• GOAL:
Render the lines below as a numbered list, leaving out any blank lines.
[Begin DATASET RECORDS]
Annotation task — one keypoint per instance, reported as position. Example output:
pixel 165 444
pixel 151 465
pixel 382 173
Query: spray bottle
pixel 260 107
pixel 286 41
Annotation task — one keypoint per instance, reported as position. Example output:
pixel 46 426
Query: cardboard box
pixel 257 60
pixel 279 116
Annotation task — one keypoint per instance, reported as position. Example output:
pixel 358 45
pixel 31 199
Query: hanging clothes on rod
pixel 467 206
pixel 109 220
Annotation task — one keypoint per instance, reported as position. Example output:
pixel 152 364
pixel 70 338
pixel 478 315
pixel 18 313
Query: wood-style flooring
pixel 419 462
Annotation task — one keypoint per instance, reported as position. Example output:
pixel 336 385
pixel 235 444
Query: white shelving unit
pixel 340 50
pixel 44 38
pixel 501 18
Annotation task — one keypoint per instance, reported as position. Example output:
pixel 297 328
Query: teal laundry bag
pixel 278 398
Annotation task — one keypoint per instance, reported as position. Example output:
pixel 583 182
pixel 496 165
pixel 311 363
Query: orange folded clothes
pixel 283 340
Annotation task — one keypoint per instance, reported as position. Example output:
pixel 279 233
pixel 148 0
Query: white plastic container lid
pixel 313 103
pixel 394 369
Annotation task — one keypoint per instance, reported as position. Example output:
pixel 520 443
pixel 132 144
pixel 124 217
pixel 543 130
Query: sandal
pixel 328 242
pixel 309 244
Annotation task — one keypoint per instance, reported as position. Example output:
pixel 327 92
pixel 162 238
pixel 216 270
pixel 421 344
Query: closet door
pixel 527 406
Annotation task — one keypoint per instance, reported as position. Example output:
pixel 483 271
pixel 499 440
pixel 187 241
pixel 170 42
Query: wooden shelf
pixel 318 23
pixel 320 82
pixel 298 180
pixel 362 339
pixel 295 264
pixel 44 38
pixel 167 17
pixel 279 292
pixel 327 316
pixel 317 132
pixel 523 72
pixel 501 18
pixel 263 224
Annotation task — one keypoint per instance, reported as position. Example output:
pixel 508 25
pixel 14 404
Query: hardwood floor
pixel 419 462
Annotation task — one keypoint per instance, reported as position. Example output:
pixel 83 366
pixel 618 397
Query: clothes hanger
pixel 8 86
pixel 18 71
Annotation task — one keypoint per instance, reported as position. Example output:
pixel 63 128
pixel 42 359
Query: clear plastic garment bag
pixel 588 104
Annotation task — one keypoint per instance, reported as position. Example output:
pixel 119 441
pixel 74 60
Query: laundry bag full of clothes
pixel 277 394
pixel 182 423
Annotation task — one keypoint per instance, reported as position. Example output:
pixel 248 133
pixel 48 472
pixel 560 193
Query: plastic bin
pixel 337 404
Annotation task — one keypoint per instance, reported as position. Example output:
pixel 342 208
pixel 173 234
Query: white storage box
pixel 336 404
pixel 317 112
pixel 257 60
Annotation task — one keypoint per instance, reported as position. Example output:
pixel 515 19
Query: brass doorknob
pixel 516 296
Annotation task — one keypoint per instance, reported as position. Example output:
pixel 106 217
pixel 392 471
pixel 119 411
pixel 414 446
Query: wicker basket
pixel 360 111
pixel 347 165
[End DATASET RECORDS]
• FINISHED TASK:
1. Annotation task — one keypoint per instance, reported as position. Example output:
2. pixel 165 444
3. pixel 151 465
4. pixel 382 173
5. Query: spray bottle
6. pixel 260 107
7. pixel 286 41
8. Annotation task — one keypoint per instance, reported as position. Example output:
9. pixel 46 426
10. Query: cardboard box
11. pixel 257 60
12. pixel 279 116
13. Annotation task — one keypoint per instance, reported as position. Example output:
14. pixel 358 45
15. pixel 31 199
16. Query: hanging clothes on rod
17. pixel 467 206
18. pixel 109 220
19. Annotation task — one keypoint per instance, reported as position. Example output:
20. pixel 152 364
21. pixel 70 338
22. pixel 478 315
23. pixel 18 313
24. Query: wood-style flooring
25. pixel 419 462
26. Annotation task — one keypoint per instance, reported as position. Example output:
27. pixel 336 385
28. pixel 235 444
29. Query: white shelving unit
30. pixel 340 50
31. pixel 44 38
32. pixel 501 18
33. Annotation task — one keypoint per instance, reported as position. Example output:
34. pixel 297 328
35. Query: teal laundry bag
36. pixel 278 398
37. Annotation task — one keypoint per instance, reported as position. Example output:
38. pixel 583 182
39. pixel 496 165
40. pixel 311 363
41. Query: orange folded clothes
42. pixel 283 340
43. Annotation task — one keypoint per instance, reported as position. Example output:
44. pixel 279 233
45. pixel 148 0
46. Query: white plastic container lid
47. pixel 313 103
48. pixel 394 369
49. Annotation task — one keypoint per instance, reported as position. Example output:
50. pixel 520 443
51. pixel 132 144
52. pixel 124 217
53. pixel 543 130
54. Query: sandal
55. pixel 328 242
56. pixel 309 244
57. Annotation task — one keypoint per instance, reported as position. Example output:
58. pixel 327 92
59. pixel 162 238
60. pixel 216 270
61. pixel 421 344
62. Query: closet door
63. pixel 527 406
64. Annotation task — one keypoint per instance, reported as position. Example output:
65. pixel 483 271
66. pixel 499 440
67. pixel 187 241
68. pixel 170 42
69. Query: wooden shelf
70. pixel 318 23
71. pixel 320 82
72. pixel 298 180
73. pixel 362 339
74. pixel 295 264
75. pixel 44 38
76. pixel 167 17
77. pixel 279 292
78. pixel 327 316
79. pixel 317 132
80. pixel 523 72
81. pixel 501 18
82. pixel 263 224
83. Annotation task — one keypoint per instance, reported as position. Example output:
84. pixel 508 25
85. pixel 14 404
86. Query: hardwood floor
87. pixel 419 462
88. Annotation task — one keypoint per instance, reported as position. Example output:
89. pixel 83 366
90. pixel 618 397
91. Query: clothes hanger
92. pixel 8 86
93. pixel 18 71
94. Annotation task — one keypoint per instance, reported as position. Example output:
95. pixel 63 128
96. pixel 42 359
97. Query: clear plastic garment bag
98. pixel 588 104
99. Annotation task — one keypoint per instance, reported as position. Example output:
100. pixel 119 441
101. pixel 74 60
102. Query: laundry bag full of clothes
103. pixel 277 394
104. pixel 182 423
105. Annotation task — one keypoint per instance, reported as position. Example output:
106. pixel 248 133
107. pixel 48 472
108. pixel 560 193
109. Query: plastic bin
110. pixel 337 404
111. Annotation task — one keypoint per instance, reported as position. Example output:
112. pixel 342 208
113. pixel 173 234
114. Query: white storage box
115. pixel 336 404
116. pixel 317 112
117. pixel 257 60
118. Annotation task — one keypoint per instance, reported as position. Example output:
119. pixel 515 19
120. Query: brass doorknob
121. pixel 516 296
122. Annotation task — one keypoint per instance, reported as position. Example output:
123. pixel 106 217
124. pixel 392 471
125. pixel 119 411
126. pixel 414 446
127. Query: wicker basket
128. pixel 360 111
129. pixel 347 165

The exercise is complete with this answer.